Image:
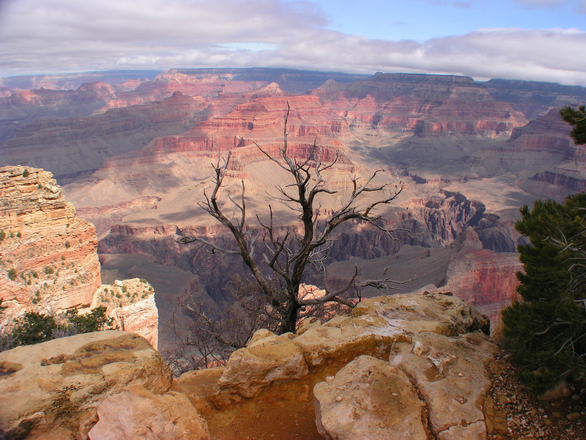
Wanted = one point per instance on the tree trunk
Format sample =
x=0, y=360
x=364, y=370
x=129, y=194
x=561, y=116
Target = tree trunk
x=290, y=320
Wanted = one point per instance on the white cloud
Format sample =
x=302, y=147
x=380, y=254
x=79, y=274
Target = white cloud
x=68, y=35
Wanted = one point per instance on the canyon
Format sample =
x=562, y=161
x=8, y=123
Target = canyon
x=113, y=384
x=135, y=159
x=49, y=262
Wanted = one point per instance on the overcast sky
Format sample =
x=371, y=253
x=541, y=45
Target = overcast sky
x=542, y=40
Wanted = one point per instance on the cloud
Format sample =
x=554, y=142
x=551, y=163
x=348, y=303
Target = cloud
x=579, y=5
x=67, y=35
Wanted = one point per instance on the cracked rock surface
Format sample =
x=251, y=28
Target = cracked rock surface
x=369, y=398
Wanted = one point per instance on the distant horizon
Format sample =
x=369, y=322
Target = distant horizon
x=530, y=40
x=156, y=72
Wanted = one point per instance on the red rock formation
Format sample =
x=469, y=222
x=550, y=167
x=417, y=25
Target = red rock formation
x=48, y=258
x=422, y=105
x=484, y=278
x=75, y=145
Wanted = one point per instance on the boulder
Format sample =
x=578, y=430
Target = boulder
x=369, y=399
x=451, y=374
x=60, y=382
x=138, y=414
x=437, y=312
x=269, y=359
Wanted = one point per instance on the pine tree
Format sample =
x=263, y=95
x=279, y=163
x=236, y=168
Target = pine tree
x=547, y=331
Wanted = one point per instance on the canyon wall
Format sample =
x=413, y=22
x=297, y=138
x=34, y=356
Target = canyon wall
x=49, y=261
x=468, y=155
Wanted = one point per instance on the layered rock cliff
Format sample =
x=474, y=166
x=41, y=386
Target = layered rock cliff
x=409, y=365
x=48, y=255
x=49, y=261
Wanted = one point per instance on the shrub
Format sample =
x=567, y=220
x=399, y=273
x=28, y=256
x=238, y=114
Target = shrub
x=94, y=321
x=33, y=328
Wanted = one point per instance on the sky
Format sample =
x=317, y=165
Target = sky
x=537, y=40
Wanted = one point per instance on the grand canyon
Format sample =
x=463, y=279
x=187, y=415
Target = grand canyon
x=132, y=157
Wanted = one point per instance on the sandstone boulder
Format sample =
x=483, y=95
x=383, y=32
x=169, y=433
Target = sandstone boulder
x=269, y=359
x=369, y=399
x=451, y=374
x=48, y=258
x=373, y=328
x=138, y=414
x=60, y=382
x=432, y=311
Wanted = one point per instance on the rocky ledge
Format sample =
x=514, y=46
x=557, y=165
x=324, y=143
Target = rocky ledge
x=49, y=261
x=411, y=366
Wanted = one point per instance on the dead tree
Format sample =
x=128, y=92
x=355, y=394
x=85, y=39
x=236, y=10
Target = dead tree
x=288, y=253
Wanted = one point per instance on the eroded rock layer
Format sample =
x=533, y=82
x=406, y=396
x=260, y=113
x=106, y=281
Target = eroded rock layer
x=48, y=258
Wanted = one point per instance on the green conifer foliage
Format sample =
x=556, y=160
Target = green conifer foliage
x=547, y=330
x=577, y=118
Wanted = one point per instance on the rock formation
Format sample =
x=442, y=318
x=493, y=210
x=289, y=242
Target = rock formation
x=469, y=155
x=61, y=388
x=410, y=366
x=49, y=261
x=48, y=257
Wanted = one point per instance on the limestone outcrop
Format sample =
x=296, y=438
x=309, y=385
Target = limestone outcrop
x=409, y=366
x=48, y=258
x=131, y=303
x=369, y=398
x=136, y=414
x=60, y=383
x=49, y=262
x=373, y=328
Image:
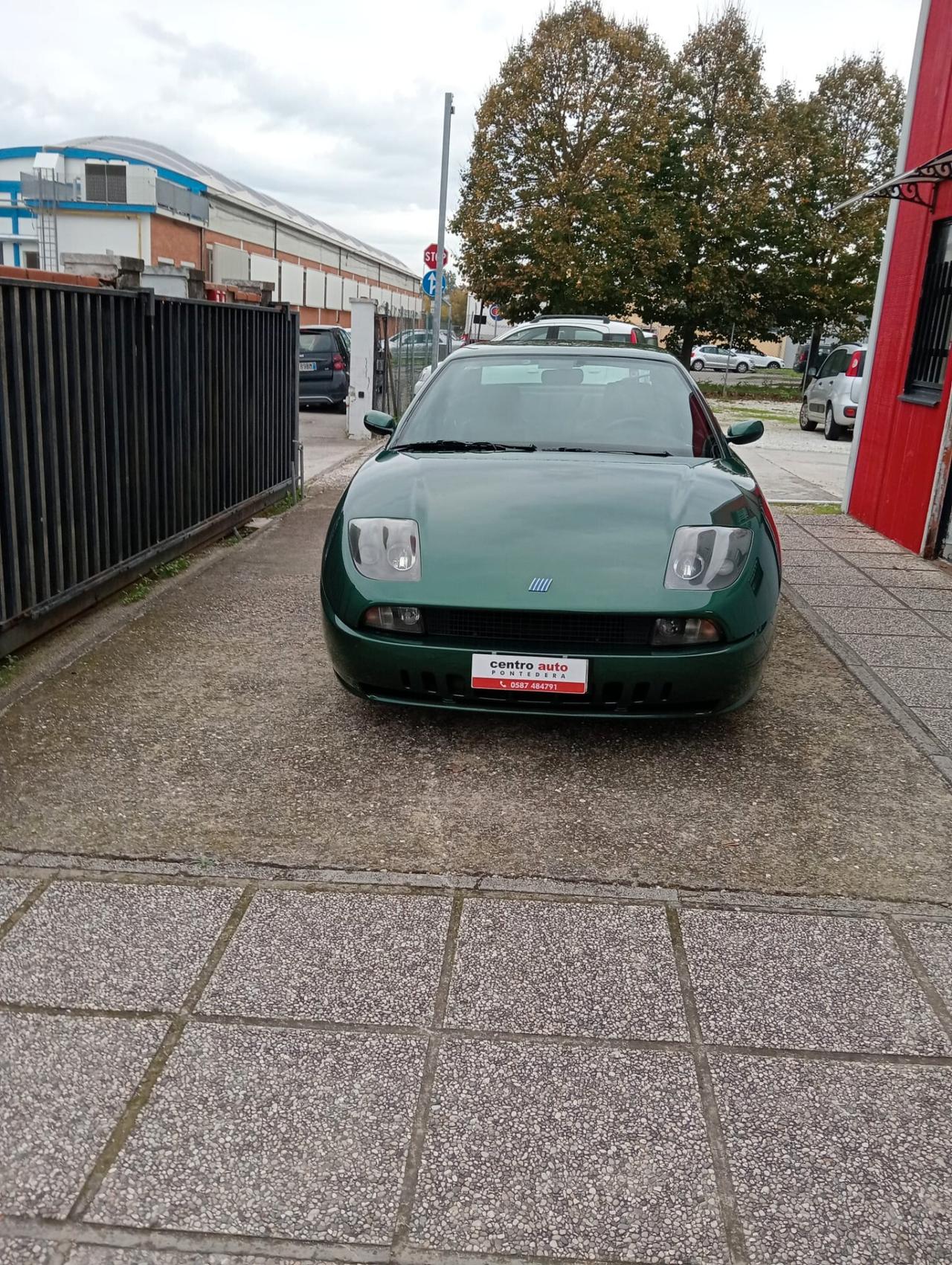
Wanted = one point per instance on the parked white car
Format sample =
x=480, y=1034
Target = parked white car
x=833, y=396
x=710, y=357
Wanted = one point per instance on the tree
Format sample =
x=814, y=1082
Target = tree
x=715, y=186
x=555, y=207
x=842, y=139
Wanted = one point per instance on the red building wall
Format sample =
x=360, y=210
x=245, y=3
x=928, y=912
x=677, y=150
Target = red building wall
x=899, y=445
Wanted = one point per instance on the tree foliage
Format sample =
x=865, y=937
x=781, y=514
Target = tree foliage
x=607, y=177
x=553, y=209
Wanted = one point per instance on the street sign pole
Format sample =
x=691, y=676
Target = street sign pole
x=441, y=229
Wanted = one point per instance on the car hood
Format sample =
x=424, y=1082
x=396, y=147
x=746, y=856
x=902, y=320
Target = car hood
x=598, y=525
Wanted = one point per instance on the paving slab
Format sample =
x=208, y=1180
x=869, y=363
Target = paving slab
x=924, y=599
x=333, y=956
x=899, y=651
x=25, y=1252
x=94, y=1255
x=579, y=969
x=13, y=892
x=921, y=687
x=65, y=1084
x=856, y=596
x=899, y=622
x=263, y=1131
x=113, y=945
x=933, y=944
x=791, y=981
x=542, y=1150
x=840, y=1163
x=939, y=721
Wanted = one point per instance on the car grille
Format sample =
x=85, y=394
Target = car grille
x=548, y=629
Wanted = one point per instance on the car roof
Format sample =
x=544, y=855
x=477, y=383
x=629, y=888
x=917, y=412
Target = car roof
x=475, y=351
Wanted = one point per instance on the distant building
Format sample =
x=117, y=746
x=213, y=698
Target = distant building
x=140, y=199
x=899, y=480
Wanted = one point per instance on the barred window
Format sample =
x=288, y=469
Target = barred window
x=106, y=182
x=933, y=326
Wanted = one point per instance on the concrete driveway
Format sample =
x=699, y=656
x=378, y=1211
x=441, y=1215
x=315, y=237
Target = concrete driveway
x=213, y=727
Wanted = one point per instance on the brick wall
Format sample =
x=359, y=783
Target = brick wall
x=173, y=239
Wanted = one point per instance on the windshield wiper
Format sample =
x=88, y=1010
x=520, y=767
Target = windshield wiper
x=461, y=445
x=627, y=452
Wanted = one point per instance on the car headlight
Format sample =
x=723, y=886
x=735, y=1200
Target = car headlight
x=385, y=548
x=707, y=558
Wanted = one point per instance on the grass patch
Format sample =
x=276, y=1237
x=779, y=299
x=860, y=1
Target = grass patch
x=818, y=507
x=144, y=585
x=286, y=503
x=714, y=393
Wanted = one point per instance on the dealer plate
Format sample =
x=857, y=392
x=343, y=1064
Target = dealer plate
x=535, y=673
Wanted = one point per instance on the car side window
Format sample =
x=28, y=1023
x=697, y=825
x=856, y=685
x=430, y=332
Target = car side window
x=580, y=334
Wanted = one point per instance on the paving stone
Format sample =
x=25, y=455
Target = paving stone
x=858, y=596
x=933, y=943
x=65, y=1084
x=880, y=564
x=263, y=1131
x=888, y=622
x=25, y=1252
x=793, y=981
x=113, y=945
x=930, y=579
x=333, y=956
x=939, y=721
x=939, y=620
x=546, y=1150
x=831, y=573
x=12, y=892
x=837, y=1162
x=580, y=969
x=921, y=687
x=89, y=1255
x=924, y=599
x=899, y=651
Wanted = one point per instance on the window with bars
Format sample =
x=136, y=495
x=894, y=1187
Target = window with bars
x=106, y=182
x=933, y=324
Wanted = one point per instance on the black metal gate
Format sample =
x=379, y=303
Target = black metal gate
x=131, y=427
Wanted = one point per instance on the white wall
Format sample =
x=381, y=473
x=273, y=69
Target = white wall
x=263, y=268
x=229, y=263
x=292, y=283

EXERCISE PROMPT:
Add 7 to every number in the answer coordinates of the part that opens with the line containing "Wanted = one point per instance on the black" and closes with the last line of the entries. Rewrite that whole part, including the requests and format samples, and leave the format sample coordinates unchanged.

WRITTEN SOLUTION:
Wanted = one point per instance on the black metal gate
Format sample =
x=379, y=303
Target = black metal gate
x=138, y=434
Wanted = one point per instance on the white wall
Format sample =
x=381, y=473
x=273, y=69
Target = white wall
x=270, y=275
x=236, y=270
x=299, y=290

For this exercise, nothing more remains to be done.